A certain amount of the taste-active compounds in the broth permeated and thus enriched the taste of the SPHSS. Currently, the utilization degree of broth in a factory is very low due to it spoiling easily and thus being inconvenient to store. A large amount of spoiled broth was dipped into underground pipelines directly with a high salt content. It caused very serious environmental pollution. How to improve the utilization of broth is a very important program, both in food processing and the environmental protection field. Drying the broth to get powders has been demonstrated to be an effective method. Food powders, including orange juice powders, soymilk powders and mango powders, were applied in producing innovative formulations by using spray drying (SD) treatment [9,10,11,12]. SD treatment is an operation by which a liquid product is atomized in a hot gas current to obtain high-quality powders instantaneously [13]. In the Chinese meat industry, some factories tried to get broth powder by SD treatment in order to facilitate the storage of broth and shorten the stewing time of SPHSS. However, customers are always concerned about the sensory quality of the reconstituted broth products. Up to now, no study has been done to explore the composition and taste of reconstituted broth products. In this research, we aimed (1) to explore a feasible method to comprehensively utilize the surplus broth in food processing, (2) to know the effect of reconstituted broth on the taste-active metabolites of pork-hock, and (3) to create a shortened processing method for pork-hock by using reconstituted broth.
A reconstituted broth was prepared by mixing broth powders and water in a certain proportion. In our study, reconstituted broth was used to process two new products: SPH (stewed pork-hock with the reconstituted broth) and MRPH (marinated and roasted pork-hock with the reconstituted broth). In China, stewing and roasting were the two most commonly used methods for processing pork-hock. This is the reason that we chose the two processing methods for researching the taste effect of reconstituted broth. Finally, the taste sensory quality and taste metabolites of the SPHSS were compared with SPH. Meanwhile, the taste sensory quality and taste metabolites of the SPH and MRPH were also compared; we also determined which processing method is more suitable for reconstituted broth.

_Dataset_.
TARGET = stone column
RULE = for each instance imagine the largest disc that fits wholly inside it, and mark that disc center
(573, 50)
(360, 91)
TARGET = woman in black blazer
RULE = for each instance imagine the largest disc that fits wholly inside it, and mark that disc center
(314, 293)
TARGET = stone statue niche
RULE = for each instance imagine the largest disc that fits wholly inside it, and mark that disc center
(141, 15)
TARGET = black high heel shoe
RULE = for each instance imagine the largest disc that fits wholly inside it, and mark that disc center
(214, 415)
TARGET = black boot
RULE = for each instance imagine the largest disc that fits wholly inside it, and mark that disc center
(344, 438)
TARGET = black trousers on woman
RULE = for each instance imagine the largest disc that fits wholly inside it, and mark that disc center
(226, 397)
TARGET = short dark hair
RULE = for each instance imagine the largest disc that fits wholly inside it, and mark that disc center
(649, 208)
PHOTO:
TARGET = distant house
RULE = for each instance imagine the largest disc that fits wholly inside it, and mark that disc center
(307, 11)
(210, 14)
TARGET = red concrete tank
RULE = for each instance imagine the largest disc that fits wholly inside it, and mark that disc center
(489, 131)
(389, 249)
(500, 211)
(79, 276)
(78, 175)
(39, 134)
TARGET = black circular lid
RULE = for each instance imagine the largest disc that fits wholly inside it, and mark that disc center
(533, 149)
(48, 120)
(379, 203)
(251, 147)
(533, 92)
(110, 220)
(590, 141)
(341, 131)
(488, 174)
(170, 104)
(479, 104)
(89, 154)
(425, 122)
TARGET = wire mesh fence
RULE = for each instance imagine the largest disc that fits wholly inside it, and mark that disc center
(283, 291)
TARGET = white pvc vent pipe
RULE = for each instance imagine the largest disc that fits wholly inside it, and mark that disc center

_Set tasks_.
1. Answer these questions about the pork-hock broth text:
(a) Which treatment did some factories in the Chinese meat industry use to obtain broth powder?
(b) What does the abbreviation MRPH stand for?
(c) How was the reconstituted broth prepared?
2. Supply the passage that follows the last sentence of the text on pork-hock broth.

_Responses per task_.
1.
(a) They used spray drying (SD) treatment.
(b) MRPH stands for marinated and roasted pork-hock with the reconstituted broth.
(c) It was prepared by mixing broth powders and water in a certain proportion.

2.
2. Materials and Methods

2.1. Processing of Broth

We purchased 40 pork-hocks (the joint of the swine’s foreleg and pettitoes), which were from a commercial abattoir, with an average weight of approximately 1–1.2 kg from Duroc × Landrance cross-breed pigs. The process method was according to our previous study [1]. The forty pork-hock pieces were chopped, washed, pre-boiled and fried with 21 g/kg bean paste for 10 min, stewed in broth (including 950 mL/kg water, 3 g/kg Chinese prickly ash, 4 g/kg star anise, 4 g/kg cinnamon, 37 g/kg scallion, 23 g/kg ginger, 16 g/kg garlic, 80 g/kg soy sauce, 29 g/kg bean paste, 20 g/kg rice wine and 35 g/kg sugar) for 90 min. The pork-hocks were stewed in a cooking pot that kept the stewing temperature at 80 °C. After stewing, the broth and solid mixture (pork-hocks and spices) were separated and placed at room temperature until cooling. Finally, 25 L broth was obtained and stored at 4 °C before spray drying.

2.2. Spray Drying of Broth

Twenty-five liters of broth were heated by an induction cooker and fed into a laboratory-scale spray dryer (model YC-018, Shanghai Yacheng Instrument Equipment Co., Ltd., Shanghai, China) by a peristaltic pump with preheating before using them. The inlet air temperature was set at 150 ± 1 °C and the outlet air temperature was kept at 68 ± 1 °C. The peristaltic pump speed was set at 15 rpm. The compressor air pressure was 0.1 MPa and the processing capacity was 1.5 L/h. After the completion of the experiment and when the inlet air temperature fell below 90 °C, the powders were collected from the collection vessel. In our study, 3.2 kg powder was collected and packed in sealed bags after cooling and kept in a dry environment to prevent moisture adsorption. The proportion of powder and water in the reconstituted broth were mixed at a ratio of 8:95 (g/mL).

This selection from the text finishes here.